--- Document excerpt Enclosed Below ---

The species has an interesting distribution. Today, gray whales are confined to the North Pacific. It was not always the case.

Though their range has never included the southern hemisphere, they were once found in the North Atlantic. Sometime around the end of the 18th century, they became extinct there, and it’s apparent from medieval records that they had not been common for quite a while. If they had been, early whalers would almost certainly have recorded taking them.

There are a few mediaeval records that likely represent grays, the most convincing of which is an Icelandic reference in a fascinating 13th century text called “The Kings’ Mirror.”

Yet there are various fossil remains, everywhere from Chesapeake Bay to northwestern Europe. So what happened to them?

Recent archaeological evidence suggests that their demise may well have been caused by prehistoric hunting. We don’t know where Atlantic grays went to give birth (the Chesapeake is one possibility), but if they clustered in coastal areas the way their living counterparts do today in Mexican lagoons, this would have made them vulnerable to primitive hunters.

In a place called Bangudae in South Korea, there are Bronze Ages petroglyphs of whales and whaling that are so detailed it’s possible to identify gray, humpback and right whales in the carvings, suggesting that they were hunted as early as 7,000 years ago.

Gray whales currently hold the record for migration among mammals. In summer, they reside on high-latitude feeding grounds; this range includes the Pacific Northwest, though most whales travel to the waters of the Bering, Beaufort and Chukchi Seas. In winter, grays from the eastern North Pacific migrate to tropical waters to give birth and to mate: most travel along the coast from Alaska to Mexico.

But the record holder was a whale that was tagged with a satellite transmitter off Sakhalin Island in Russia (where my wife Yulia got her start in whale research): a then-nine-year-old female named Varvara traveled from the Okhotsk Sea to Mexico and back, a round-trip distance of a staggering 12,000 miles.

Gray whales were hunted commercially for many years, and by 1936 were so depleted that they were protected by international agreement. The population may have been reduced to a few hundred, but since then they have become a conservation success story, and in 1994 were removed from the U.S. list of endangered species.

Today, eastern gray whales likely number around 20,000, though their abundance fluctuates with environmental conditions; in years when unfavorable oceanographic conditions make prey more scarce, many animals — notably young ones — die. The emaciated whale that washed ashore on the east side of Vashon in April is a good example.

--- End of Enclosed Document excerpt ---

* _What this exercise asks_
A. In the text on gray whales, in what year were gray whales removed from the U.S. list of endangered species?
B. Please write what comes next in the text on gray whales, picking up after its final sentence.
The lines that follow come from a separate source.

--- Given entries Enclosed Below ---

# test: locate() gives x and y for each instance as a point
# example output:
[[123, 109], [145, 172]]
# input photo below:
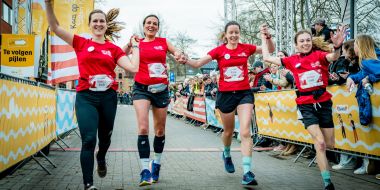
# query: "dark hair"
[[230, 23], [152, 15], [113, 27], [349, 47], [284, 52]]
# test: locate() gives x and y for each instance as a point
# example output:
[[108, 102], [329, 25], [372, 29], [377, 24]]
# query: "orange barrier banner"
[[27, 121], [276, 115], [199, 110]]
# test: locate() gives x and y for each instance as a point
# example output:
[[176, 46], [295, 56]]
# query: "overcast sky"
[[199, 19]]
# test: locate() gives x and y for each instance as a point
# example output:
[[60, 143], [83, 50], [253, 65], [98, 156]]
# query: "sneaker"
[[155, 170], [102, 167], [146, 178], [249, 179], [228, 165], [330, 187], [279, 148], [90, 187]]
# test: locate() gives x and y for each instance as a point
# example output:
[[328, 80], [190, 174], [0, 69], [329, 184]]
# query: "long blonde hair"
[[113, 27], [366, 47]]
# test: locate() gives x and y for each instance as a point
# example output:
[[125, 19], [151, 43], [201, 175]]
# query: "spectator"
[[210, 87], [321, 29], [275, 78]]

--- End of Enclosed Given entries ---
--- Given entries Enclosed Below ---

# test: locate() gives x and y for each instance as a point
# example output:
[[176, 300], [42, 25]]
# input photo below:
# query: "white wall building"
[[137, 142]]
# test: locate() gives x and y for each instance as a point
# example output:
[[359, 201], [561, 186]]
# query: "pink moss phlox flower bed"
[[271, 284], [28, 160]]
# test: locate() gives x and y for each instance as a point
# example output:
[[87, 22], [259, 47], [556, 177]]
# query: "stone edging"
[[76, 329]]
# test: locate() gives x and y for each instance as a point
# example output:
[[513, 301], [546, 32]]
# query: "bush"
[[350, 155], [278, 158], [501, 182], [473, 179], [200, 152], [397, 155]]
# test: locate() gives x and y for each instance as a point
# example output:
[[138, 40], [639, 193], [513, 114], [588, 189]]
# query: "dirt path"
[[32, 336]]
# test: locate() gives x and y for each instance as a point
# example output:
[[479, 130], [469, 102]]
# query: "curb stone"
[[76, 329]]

--- End of Enclosed Given entries ---

* _Replies_
A. 1994

B.
In contrast, there is a very small and highly endangered western population that feeds off Russia; its wintering grounds are unknown, but may have been historically along the now highly developed Chinese coast.

Although grays sometimes pass by Vashon, they are more common off the outer coast off Cape Flattery. There, they were once the focus of native whaling by the Makah Tribe, who have recently attempted to revive that traditional hunt; the tribe’s Treaty of Neah Bay explicitly protects their right to take whales.

Although one whale was taken in 1999 (the first in 70 years), the hunt has been stuck in regulatory limbo for decades. However, the National Oceanic and Atmospheric Administration in June gave the Tribe a waiver for limited hunting of up to 25 gray whales over a 10-year-period. The Tribe will still need to work with federal regulators and obtain a hunt permit.

Due to global climate change, the separation between the Pacific and the Atlantic is disappearing with melting arctic ice. In 2010, a gray whale showed up in the Mediterranean Sea. This wayward animal had apparently entered the North Atlantic via either the Northwest Passage or the Northern Sea route above Russia.

This was clearly an anomaly; however, with the current rapid melting of polar ice, it’s entirely possible that gray whales will one day colonize the Atlantic once again.

Phil Clapham is a whale biologist who lives on Maury Island. Prior to retiring in 2019, he directed the Cetacean Assessment and Ecology Program at NOAA’s Alaska Fisheries Science Center in Seattle.